** Working data **

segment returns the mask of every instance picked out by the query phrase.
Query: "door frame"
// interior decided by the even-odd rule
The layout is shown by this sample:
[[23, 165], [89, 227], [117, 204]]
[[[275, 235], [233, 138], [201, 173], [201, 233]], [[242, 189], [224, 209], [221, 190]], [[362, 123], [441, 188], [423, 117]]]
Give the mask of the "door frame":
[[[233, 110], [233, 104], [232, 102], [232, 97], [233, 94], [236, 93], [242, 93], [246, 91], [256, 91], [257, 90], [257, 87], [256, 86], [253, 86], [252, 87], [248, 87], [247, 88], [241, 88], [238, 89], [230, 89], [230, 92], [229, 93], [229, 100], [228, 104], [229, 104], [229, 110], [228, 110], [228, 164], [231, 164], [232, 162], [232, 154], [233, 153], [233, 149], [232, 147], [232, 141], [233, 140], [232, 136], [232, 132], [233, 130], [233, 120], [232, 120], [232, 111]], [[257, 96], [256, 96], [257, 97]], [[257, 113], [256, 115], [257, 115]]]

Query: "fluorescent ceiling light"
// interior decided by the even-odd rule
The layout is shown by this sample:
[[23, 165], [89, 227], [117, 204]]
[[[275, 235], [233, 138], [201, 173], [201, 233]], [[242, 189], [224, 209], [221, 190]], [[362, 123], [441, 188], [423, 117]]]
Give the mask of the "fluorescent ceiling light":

** Instructions for the task **
Change every "layout" in the rows above to "format" and write out all the rows again with nothing else altered.

** Full solution **
segment returns the mask of every instance picked out by the query phrase.
Query: "door frame"
// interior decided by the even-odd rule
The format is shown by this sample:
[[23, 165], [89, 227], [117, 204]]
[[[275, 235], [233, 138], [201, 173], [201, 233]], [[242, 189], [224, 209], [221, 190]], [[362, 123], [441, 188], [423, 117]]]
Give the mask of the "door frame":
[[[233, 110], [233, 104], [232, 102], [232, 97], [233, 94], [236, 93], [242, 93], [246, 91], [256, 91], [257, 90], [257, 87], [256, 86], [253, 86], [252, 87], [248, 87], [247, 88], [241, 88], [238, 89], [230, 89], [230, 92], [229, 93], [229, 100], [228, 104], [229, 104], [229, 110], [228, 110], [228, 164], [231, 164], [232, 162], [232, 154], [233, 153], [233, 149], [232, 147], [232, 141], [233, 140], [232, 136], [232, 132], [233, 130], [233, 120], [232, 120], [232, 111]], [[257, 96], [256, 96], [257, 97]], [[257, 113], [256, 115], [257, 115]]]

Query: "fluorescent ceiling light"
// interior decided by the even-odd rule
The format is shown by this sample:
[[23, 165], [89, 227], [117, 204]]
[[[275, 235], [233, 138], [201, 173], [201, 233]], [[242, 189], [224, 209], [221, 190]], [[362, 123], [441, 188], [423, 117]]]
Give the mask of the "fluorescent ceiling light":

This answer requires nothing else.